Goal 1: In the Redskins article, who caught the 50-yard touchdown pass with 6:18 left against Seattle?

Selection:
* START *

Yes, it was third-and-19 from midfield, but still. An underneath route with a little yardage after the catch was safer than going deep. We feared that "Rex Havoc" had another pick in him Sunday, which would've been his third, and we couldn't escape visions of a defensive back cradling that bomb whenever it came down.
Surprise, surprise. For the second consecutive week Grossman was on target during a gotta-have-it drive in the fourth quarter.
The 50-yard touchdown to Anthony Armstrong with 6:18 left against Seattle wasn't as dramatic as the 4-yard fade to Donte Stallworth with 14 seconds left against Dallas. But the latter merely forced overtime in what became the sixth consecutive loss; Armstrong's emergence from witness protection produced the go-ahead score in the streak-snapping victory.
With it came shouts of joy and sighs of relief. Both had been scarce since Oct. 2, when the Redskins beat St. Louis and improved to 3-1, lamenting a late-game collapse at Dallas that kept them from a perfect record.
Going 1-6 in your past seven games is nothing to brag about. But the Seattle game was one of two left — Minnesota is the other — that looked fairly winnable. The Redskins easily could have flown across the country and fallen flat coming off the emotional overtime defeat a week earlier against the Cowboys.
The battle that Washington put up against its archrival was commendable, validating the old cliche about throwing out won-lost records, etc. While coach Mike Shanahan and his players pooh-poohed the notion of a moral victory, the nail-biter revived Redskins Nation.
Many observers thought the Dallas game could get ugly, disintegrate into a lopsided affair between teams headed in opposite directions. Yet given up for dead, the Redskins showed encouraging signs of life, as the offense tallied a season-high 24 points (linebacker Ryan Kerrigan had a pick-six in the 28-14 victory against the Giants).
Washington doesn't have a heated rivalry with the Seahawks like it does with the Cowboys, but you'd never know based on the jawing and shoving.
If that's what it takes for such spirited play from the Redskins, DeAngelo Hall should start a fight with the closest New York Jet before Sunday's coin flip.
Shanahan doesn't want to see any unsportsmanlike penalties or ejections, but he loves the fight his team has demonstrated in the past two games.

* END *

Goal 2: From the records below, reproduce every line, requests included, starting with the line containing "Definition first: for each instance of the cabin" and going on through the line containing "[[488, 89], [360, 76], [9, 75], [323, 93], [210, 80]]". Add 55 to each coordinate in the answers, and leave the sample points in the requests unchanged.

Extracted entries:
* START *

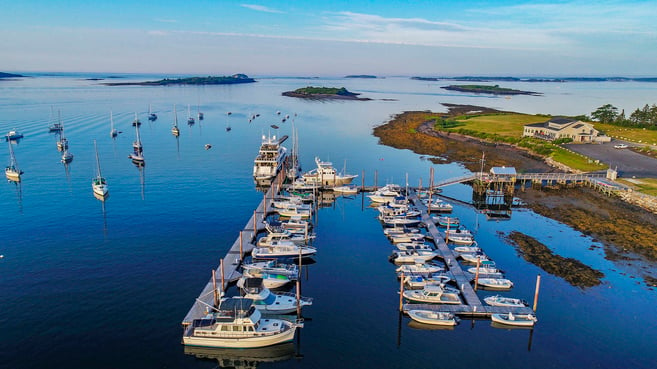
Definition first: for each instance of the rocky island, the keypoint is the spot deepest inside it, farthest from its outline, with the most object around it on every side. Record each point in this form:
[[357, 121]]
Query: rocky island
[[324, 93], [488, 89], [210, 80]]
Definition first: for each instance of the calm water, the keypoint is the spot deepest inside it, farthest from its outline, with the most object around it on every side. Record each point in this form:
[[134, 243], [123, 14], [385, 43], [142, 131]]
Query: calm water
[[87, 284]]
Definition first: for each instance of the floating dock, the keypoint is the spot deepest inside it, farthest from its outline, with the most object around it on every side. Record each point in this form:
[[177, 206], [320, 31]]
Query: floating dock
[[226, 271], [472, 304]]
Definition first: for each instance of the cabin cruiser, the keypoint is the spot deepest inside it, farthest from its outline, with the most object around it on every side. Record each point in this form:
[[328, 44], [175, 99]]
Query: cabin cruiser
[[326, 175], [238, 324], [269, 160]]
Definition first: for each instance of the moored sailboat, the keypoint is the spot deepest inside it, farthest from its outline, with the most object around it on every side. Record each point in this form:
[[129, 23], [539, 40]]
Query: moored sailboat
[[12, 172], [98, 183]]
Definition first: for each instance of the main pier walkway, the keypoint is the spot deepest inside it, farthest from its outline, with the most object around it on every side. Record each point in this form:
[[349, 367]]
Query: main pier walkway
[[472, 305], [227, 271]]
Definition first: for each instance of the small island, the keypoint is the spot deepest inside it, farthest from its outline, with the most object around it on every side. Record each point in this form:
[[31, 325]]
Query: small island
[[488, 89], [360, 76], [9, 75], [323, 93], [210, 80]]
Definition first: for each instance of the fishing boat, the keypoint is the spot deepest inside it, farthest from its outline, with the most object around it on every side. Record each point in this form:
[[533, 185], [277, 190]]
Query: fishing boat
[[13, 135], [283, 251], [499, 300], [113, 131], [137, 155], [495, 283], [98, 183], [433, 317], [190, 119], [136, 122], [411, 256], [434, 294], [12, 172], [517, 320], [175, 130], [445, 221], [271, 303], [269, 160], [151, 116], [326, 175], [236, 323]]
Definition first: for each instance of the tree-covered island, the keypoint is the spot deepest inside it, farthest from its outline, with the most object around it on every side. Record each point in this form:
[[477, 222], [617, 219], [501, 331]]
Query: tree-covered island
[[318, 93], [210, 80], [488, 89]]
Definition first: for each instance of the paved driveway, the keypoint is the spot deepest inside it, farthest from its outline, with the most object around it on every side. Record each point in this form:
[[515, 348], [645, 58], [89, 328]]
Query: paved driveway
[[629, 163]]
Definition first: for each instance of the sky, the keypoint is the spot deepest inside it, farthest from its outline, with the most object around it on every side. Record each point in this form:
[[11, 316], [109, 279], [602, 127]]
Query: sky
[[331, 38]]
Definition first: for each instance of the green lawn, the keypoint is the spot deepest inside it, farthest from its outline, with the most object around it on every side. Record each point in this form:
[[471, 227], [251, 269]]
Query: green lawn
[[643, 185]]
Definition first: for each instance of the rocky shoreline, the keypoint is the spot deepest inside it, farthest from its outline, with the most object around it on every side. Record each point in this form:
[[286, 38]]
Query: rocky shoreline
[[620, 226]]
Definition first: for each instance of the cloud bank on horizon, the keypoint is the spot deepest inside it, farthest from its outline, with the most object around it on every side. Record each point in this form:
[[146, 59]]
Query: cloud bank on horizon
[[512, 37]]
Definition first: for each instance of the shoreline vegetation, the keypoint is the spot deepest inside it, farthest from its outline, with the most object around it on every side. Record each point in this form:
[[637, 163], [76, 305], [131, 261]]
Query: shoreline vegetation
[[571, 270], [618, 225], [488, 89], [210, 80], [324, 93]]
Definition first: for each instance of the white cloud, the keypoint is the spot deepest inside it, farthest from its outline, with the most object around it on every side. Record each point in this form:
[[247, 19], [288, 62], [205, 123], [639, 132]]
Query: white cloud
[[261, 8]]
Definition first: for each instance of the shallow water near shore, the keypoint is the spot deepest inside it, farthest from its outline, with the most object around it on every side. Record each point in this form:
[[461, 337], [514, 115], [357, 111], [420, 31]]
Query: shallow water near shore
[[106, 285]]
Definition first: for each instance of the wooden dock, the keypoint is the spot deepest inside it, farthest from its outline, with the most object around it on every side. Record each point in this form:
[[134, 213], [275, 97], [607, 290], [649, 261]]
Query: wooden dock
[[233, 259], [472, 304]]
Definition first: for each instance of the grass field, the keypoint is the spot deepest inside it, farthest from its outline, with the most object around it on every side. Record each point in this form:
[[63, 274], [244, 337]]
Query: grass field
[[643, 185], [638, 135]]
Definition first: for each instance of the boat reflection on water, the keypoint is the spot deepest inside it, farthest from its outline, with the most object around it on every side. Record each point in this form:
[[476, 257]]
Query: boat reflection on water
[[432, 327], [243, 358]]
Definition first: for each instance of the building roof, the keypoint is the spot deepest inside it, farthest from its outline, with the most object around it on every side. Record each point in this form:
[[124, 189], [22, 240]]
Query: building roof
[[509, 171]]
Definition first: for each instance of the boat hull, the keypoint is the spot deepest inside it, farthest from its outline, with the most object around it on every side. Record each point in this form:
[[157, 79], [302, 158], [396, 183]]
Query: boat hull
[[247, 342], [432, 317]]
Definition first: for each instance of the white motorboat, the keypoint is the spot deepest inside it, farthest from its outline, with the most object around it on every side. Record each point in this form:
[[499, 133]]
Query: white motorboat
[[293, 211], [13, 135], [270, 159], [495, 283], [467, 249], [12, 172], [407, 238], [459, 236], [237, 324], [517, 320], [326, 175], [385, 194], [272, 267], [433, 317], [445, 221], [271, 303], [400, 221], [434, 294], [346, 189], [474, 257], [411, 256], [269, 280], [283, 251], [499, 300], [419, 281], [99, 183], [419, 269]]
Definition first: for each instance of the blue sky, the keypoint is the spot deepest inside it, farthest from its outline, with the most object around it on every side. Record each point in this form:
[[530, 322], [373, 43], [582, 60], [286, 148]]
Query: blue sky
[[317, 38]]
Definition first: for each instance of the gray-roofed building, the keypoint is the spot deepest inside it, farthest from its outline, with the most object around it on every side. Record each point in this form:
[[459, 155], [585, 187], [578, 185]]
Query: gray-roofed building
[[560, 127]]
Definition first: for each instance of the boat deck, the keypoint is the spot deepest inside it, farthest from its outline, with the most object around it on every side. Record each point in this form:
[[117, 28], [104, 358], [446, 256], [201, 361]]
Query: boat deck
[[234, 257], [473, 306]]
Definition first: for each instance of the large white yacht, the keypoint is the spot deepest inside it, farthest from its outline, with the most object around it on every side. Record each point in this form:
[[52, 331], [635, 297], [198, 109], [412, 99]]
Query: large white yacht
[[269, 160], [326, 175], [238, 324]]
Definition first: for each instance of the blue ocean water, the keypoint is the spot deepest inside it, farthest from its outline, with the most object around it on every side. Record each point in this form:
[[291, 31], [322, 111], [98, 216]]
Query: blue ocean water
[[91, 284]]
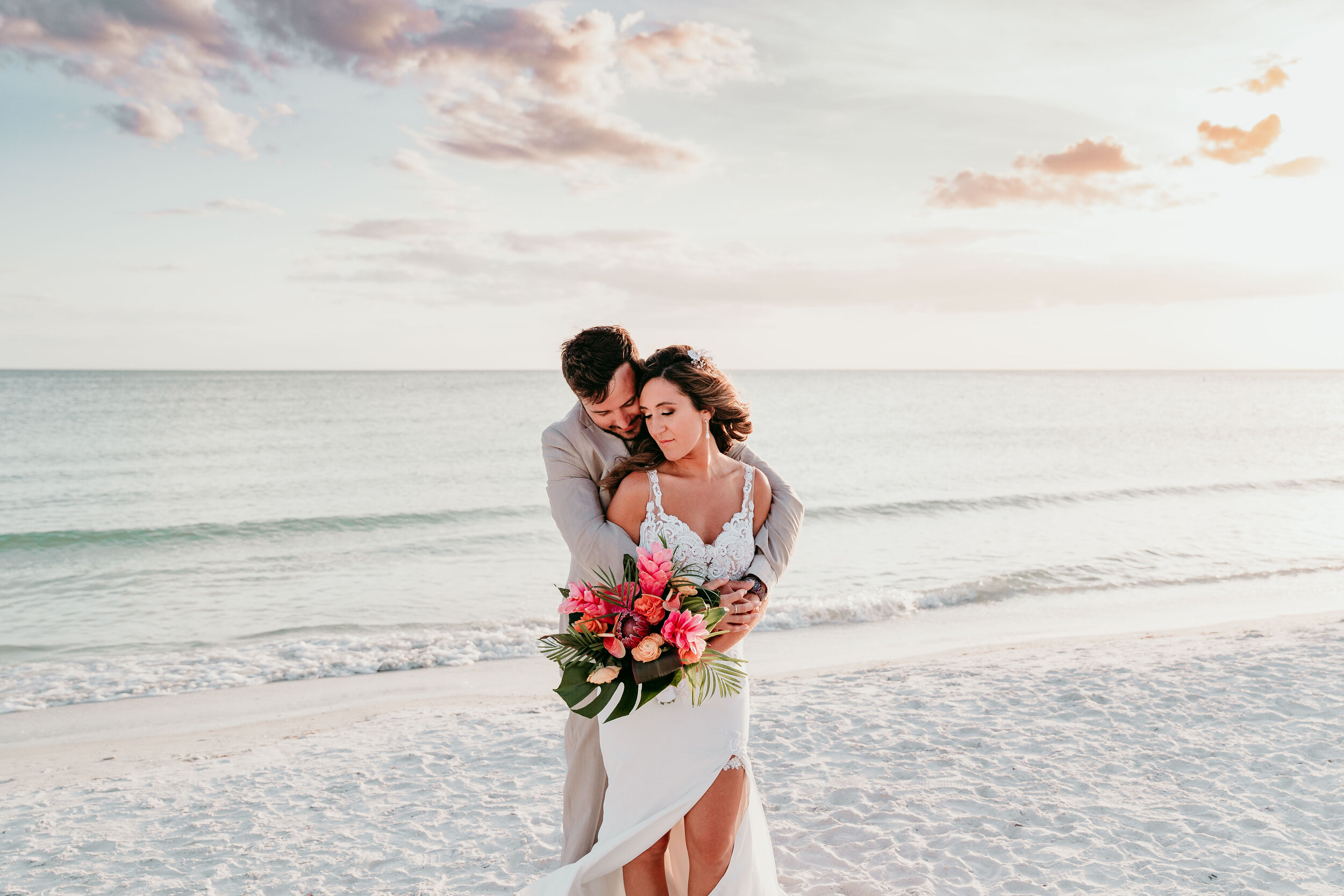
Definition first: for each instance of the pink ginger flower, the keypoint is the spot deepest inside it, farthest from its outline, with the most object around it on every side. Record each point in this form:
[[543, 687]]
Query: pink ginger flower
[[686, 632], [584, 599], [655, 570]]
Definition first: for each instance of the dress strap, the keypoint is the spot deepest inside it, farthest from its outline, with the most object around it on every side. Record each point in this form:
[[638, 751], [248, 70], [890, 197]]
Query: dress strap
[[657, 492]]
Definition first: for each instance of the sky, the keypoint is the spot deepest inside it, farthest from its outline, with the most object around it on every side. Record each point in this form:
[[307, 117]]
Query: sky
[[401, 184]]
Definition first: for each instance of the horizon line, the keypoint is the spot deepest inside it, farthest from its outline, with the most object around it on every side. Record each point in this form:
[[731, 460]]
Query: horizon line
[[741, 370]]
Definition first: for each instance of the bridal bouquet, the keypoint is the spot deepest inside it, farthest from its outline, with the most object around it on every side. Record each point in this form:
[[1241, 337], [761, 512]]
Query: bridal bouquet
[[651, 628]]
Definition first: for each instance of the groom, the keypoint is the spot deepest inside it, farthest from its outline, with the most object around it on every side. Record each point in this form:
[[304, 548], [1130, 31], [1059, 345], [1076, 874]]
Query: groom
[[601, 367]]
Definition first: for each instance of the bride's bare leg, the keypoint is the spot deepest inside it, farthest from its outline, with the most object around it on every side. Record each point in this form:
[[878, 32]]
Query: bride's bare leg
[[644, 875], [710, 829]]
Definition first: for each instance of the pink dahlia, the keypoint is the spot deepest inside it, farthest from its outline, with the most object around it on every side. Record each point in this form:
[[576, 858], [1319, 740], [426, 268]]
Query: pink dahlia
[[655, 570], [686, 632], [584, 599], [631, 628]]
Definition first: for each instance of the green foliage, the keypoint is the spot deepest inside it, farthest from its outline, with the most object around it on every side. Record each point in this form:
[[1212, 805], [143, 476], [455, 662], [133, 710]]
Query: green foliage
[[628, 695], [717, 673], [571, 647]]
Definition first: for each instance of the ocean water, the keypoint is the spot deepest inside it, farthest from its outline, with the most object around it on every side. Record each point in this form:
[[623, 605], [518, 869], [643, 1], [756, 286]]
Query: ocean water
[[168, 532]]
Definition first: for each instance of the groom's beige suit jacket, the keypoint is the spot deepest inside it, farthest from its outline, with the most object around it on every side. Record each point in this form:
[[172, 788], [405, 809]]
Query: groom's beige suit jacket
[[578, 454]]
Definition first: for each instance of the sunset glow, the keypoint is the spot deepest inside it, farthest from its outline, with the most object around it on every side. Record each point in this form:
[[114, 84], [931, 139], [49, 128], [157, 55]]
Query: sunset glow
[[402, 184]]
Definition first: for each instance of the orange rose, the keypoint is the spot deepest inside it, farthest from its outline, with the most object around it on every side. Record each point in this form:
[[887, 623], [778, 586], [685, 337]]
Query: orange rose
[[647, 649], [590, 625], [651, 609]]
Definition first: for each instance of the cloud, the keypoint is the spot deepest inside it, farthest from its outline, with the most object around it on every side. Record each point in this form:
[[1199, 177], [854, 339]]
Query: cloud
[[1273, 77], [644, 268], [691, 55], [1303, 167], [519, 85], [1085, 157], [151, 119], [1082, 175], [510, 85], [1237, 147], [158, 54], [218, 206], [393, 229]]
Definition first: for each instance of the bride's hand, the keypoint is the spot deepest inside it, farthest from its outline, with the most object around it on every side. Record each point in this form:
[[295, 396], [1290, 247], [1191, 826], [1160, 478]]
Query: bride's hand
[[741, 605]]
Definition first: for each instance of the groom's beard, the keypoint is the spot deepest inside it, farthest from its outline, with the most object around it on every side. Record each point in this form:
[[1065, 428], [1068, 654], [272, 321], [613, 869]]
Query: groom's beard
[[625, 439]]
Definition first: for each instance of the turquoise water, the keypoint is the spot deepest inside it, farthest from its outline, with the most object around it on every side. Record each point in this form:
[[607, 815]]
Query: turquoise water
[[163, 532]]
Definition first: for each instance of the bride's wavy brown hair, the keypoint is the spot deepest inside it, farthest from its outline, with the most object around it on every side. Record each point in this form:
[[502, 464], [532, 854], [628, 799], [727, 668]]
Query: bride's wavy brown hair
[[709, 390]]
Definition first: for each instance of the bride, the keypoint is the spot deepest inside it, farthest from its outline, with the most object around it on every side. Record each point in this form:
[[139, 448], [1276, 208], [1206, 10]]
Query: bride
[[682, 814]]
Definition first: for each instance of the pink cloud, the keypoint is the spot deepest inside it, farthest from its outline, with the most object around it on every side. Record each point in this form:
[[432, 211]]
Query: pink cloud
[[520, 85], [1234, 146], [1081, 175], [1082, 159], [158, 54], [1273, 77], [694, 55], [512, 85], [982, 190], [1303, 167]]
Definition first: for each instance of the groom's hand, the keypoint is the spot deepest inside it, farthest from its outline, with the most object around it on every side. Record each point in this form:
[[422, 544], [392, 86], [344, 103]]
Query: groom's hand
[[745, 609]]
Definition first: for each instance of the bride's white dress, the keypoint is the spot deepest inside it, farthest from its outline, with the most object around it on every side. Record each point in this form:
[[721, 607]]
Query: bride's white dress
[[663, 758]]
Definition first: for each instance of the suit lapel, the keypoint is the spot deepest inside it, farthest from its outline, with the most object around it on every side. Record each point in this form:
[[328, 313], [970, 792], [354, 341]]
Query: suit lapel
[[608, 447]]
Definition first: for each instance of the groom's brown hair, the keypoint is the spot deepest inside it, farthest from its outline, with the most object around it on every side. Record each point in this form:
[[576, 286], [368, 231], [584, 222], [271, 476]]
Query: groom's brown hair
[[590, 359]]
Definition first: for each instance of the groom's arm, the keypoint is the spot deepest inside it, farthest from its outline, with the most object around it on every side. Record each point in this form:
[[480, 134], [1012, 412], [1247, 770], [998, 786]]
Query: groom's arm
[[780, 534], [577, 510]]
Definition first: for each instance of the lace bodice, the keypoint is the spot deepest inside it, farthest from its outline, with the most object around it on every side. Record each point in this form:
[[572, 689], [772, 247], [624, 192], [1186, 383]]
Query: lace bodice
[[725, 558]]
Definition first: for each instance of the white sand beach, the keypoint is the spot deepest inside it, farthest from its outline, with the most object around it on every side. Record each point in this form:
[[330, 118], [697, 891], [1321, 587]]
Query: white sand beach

* END *

Reply 1: Anthony Armstrong

Reply 2:
Definition first: for each instance of the cabin cruiser, the keypoint is the spot deepest inside it, farthest from its outline, with the most object around it on every side. Record each point in this form:
[[328, 44], [175, 99]]
Query: cabin cruiser
[[381, 230], [293, 379], [324, 215]]
Definition first: for each instance of the moored sailboat, the keypoint is the spot deepest inside it, farthest from its outline, with the most object around it on every side. Record each point in this form:
[[129, 23], [539, 40]]
Query: moored sailboat
[[67, 227], [153, 238]]
Definition first: for each instance of the main pier walkway, the keypoint is the spot deepest inside it, farthest from its outline, with the most object around it on every side. Record each point in this form:
[[349, 367]]
Query: main pier walkway
[[527, 360], [282, 326]]
Definition first: for each instance of the small island, the keypoint is the spot deepest inside it, farthest from its outline, with the most object around it on every side. Record each point in this form:
[[31, 325]]
Query: small island
[[543, 144], [415, 131], [64, 130], [378, 148], [265, 135]]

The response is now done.